Easy questions from a python beginner

MRAB python at mrabarnett.plus.com
Sun Jul 11 18:37:39 EDT 2010


Alf P. Steinbach /Usenet wrote:
> * Stephen Hansen, on 11.07.2010 21:00:
>> On 7/11/10 11:45 AM, wheres pythonmonks wrote:
>>> Follow-up:
>>> Is there a way to define compile-time constants in python and have the
>>> bytecode compiler optimize away expressions like:
>>>
>>> if is_my_extra_debugging_on: print ...
>>>
>>> when "is_my_extra_debugging" is set to false?  I'd like to pay no
>>> run-time penalty for such code when extra_debugging is disabled.
>>
>> Any code wrapped in a __debug__ guard is utterly ommitted if you run
>> Python with the -O option. That, and asserts go away.
>>
>>> On #2:  My point regarding the impossibility of writing the swap
>>> function for ints is to explicitly understand that this isn't
>>> possible, so as not to look for solutions along those lines when
>>> trying to write python code.
>>
>> Its impossible because Python's calling and namespace semantics simply
>> don't work like that. There's no references in the traditional sense,
>> because there's no variables-- boxes that you put values in. There's
>> just concrete objects. Objects are passed into the function and given
>> new names; that those objects have names in the enclosing scope is
>> something you don't know, can't access, and can't manipulate.. even the
>> objects don't know what names they happen to be called.
== == ==
◆ **Set of tasks**
a - Answer these questions about the post:
(i) Who sent the post?
(ii) According to the post, which option makes Python omit code wrapped in a __debug__ guard?
(iii) According to Stephen Hansen, what does Python lack in the traditional sense?
b - Update the post from "Alf P. Steinbach" up to and including "extra_debugging is disabled.", replacing "penalty" with "cost".
The items that come next are from a separate source.
== == ==
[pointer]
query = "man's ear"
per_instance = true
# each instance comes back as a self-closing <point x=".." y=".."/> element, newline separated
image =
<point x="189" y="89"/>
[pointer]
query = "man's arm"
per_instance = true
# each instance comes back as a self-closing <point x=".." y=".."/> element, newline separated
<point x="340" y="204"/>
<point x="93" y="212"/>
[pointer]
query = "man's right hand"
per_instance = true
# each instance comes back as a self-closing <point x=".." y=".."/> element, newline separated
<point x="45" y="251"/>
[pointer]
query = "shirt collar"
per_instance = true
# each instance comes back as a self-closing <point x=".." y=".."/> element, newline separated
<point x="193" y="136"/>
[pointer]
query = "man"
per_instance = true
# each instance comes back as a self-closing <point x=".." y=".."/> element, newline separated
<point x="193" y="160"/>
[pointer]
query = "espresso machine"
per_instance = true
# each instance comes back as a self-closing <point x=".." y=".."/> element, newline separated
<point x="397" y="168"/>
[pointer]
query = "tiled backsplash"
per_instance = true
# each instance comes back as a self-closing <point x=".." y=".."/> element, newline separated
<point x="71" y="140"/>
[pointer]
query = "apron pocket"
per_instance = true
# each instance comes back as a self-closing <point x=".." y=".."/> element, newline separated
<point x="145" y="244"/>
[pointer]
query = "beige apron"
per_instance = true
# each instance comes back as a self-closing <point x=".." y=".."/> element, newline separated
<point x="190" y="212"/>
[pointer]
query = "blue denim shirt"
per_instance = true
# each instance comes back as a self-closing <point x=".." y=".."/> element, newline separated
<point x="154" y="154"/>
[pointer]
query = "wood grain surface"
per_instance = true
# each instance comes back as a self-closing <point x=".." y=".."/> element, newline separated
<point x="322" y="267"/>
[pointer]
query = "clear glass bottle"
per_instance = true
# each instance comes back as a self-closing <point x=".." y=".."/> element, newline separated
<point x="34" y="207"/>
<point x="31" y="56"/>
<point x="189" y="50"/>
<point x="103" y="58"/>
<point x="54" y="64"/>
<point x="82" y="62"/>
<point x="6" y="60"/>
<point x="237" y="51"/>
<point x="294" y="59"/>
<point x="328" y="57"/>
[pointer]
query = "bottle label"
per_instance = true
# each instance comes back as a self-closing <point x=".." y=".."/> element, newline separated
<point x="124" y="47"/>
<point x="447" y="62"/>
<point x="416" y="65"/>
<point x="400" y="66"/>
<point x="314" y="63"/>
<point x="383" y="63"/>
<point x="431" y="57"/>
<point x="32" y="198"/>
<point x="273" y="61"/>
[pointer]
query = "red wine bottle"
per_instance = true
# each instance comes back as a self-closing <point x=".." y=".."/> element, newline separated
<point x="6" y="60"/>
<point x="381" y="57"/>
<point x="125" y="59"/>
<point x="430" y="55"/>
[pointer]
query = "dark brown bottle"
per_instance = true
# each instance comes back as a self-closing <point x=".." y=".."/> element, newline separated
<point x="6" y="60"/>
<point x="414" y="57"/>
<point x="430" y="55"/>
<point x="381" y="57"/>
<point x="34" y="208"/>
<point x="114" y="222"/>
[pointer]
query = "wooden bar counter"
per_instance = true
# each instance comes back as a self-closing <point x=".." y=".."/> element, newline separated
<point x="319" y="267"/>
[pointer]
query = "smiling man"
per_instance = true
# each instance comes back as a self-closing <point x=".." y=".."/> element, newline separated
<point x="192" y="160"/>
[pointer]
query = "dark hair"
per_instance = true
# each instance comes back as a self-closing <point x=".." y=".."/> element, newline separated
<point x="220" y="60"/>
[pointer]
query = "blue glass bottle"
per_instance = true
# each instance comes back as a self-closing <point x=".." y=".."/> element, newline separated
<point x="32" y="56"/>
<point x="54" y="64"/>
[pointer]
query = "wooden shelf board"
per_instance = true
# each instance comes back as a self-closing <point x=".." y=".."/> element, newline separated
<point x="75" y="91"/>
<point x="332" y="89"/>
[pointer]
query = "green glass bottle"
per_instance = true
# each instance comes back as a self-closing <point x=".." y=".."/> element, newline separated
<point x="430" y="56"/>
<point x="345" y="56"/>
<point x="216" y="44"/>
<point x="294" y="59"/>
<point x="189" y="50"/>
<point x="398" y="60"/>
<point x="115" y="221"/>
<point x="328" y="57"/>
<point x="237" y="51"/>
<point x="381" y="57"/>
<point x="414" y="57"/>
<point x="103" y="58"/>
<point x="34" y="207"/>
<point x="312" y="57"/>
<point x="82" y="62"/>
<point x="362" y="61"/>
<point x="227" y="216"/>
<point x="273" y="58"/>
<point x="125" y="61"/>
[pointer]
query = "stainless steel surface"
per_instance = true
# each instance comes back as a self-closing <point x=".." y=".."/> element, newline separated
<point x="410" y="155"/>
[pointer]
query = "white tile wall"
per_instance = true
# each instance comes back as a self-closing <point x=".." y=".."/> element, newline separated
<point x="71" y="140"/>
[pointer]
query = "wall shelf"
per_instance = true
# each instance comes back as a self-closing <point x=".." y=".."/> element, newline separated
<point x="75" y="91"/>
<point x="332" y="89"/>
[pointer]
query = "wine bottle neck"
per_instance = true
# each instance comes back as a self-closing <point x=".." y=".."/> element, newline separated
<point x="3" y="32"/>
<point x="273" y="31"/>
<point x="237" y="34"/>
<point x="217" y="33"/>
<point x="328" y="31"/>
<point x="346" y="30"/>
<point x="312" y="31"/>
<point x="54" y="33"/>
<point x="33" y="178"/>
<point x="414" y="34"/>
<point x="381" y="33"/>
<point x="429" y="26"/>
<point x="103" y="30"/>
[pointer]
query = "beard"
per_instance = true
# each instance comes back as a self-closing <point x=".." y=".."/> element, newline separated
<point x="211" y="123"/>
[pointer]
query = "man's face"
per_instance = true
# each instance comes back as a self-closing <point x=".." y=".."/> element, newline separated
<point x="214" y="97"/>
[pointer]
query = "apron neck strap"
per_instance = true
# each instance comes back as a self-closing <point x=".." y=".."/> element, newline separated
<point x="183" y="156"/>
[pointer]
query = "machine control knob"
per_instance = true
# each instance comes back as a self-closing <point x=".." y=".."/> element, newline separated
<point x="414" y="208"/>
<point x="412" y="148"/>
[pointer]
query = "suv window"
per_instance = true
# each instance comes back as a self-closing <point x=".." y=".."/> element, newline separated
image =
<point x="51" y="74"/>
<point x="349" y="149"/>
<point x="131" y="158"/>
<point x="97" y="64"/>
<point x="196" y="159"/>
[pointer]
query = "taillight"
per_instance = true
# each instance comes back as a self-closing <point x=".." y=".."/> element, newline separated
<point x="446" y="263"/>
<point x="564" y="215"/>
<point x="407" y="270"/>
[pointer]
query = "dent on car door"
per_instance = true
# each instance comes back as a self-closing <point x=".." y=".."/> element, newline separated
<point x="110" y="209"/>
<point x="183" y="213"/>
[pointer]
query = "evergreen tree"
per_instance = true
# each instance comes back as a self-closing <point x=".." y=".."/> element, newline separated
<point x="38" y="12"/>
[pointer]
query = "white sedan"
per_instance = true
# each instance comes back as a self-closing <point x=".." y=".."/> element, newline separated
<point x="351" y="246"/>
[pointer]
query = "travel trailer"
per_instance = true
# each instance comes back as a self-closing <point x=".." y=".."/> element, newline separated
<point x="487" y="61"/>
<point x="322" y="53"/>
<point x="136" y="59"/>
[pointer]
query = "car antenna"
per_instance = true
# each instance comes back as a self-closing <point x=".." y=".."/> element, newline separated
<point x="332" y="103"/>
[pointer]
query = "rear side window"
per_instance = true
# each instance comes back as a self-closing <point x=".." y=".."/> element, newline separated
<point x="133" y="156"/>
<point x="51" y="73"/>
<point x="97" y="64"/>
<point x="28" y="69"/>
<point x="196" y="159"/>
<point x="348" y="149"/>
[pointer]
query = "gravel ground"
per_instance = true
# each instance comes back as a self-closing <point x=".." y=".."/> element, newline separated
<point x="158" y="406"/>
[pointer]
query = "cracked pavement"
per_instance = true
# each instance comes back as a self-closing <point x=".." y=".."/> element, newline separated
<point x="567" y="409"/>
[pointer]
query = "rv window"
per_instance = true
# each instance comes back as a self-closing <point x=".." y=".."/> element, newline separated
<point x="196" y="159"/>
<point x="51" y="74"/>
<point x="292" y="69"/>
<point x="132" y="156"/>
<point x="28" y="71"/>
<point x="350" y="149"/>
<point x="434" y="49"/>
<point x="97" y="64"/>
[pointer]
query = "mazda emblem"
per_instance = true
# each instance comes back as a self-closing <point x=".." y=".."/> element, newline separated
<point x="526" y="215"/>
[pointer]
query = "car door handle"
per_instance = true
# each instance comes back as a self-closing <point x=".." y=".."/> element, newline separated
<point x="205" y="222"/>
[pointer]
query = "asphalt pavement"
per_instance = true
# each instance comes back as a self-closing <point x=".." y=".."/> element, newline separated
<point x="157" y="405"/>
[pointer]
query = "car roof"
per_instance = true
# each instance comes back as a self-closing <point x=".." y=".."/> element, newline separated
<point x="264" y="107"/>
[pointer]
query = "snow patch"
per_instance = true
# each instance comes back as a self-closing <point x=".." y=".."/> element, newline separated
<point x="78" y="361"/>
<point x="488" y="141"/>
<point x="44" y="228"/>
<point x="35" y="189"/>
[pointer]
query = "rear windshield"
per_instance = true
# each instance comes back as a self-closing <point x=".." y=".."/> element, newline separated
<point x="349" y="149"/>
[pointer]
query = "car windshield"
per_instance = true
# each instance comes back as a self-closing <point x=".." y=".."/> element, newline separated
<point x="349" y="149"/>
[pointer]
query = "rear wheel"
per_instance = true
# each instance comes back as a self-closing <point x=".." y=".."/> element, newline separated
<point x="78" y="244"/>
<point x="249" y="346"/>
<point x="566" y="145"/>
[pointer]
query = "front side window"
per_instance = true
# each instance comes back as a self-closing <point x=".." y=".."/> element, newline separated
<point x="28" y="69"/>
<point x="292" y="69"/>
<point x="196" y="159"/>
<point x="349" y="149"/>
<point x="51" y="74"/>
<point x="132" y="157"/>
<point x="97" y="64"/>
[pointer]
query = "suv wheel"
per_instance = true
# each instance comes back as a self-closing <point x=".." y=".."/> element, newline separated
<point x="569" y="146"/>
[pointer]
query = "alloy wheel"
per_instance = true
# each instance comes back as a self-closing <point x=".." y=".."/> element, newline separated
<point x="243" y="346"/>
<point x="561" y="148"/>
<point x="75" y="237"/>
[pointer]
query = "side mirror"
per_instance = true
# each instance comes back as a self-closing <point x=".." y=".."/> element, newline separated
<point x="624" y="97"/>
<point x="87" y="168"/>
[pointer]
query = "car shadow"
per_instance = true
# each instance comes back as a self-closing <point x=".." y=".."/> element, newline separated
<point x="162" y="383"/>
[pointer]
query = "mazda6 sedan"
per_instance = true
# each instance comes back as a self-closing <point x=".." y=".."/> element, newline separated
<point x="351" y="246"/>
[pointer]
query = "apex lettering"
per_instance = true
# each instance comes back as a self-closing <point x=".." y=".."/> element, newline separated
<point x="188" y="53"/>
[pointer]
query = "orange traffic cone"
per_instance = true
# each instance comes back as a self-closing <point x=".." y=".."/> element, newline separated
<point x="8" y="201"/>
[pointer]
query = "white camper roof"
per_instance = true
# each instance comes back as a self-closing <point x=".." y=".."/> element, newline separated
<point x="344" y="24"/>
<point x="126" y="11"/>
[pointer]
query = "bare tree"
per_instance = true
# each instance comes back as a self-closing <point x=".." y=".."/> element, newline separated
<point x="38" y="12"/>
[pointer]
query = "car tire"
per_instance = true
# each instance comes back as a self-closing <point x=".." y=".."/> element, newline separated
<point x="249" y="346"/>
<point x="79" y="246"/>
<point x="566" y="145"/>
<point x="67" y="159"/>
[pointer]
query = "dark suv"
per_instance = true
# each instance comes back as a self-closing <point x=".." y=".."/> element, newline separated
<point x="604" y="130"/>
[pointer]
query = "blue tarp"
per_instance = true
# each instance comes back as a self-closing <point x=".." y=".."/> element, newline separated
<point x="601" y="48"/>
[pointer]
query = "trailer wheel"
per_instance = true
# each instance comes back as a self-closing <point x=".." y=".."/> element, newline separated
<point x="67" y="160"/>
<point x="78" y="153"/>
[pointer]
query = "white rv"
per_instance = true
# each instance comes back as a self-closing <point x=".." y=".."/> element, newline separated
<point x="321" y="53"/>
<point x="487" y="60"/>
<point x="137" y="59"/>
== == ==
◆ **Task results**
a -
(i) MRAB
(ii) The -O option
(iii) References

b -
Alf P. Steinbach /Usenet wrote:
> * Stephen Hansen, on 11.07.2010 21:00:
>> On 7/11/10 11:45 AM, wheres pythonmonks wrote:
>>> Follow-up:
>>> Is there a way to define compile-time constants in python and have the
>>> bytecode compiler optimize away expressions like:
>>>
>>> if is_my_extra_debugging_on: print ...
>>>
>>> when "is_my_extra_debugging" is set to false?  I'd like to pay no
>>> run-time cost for such code when extra_debugging is disabled.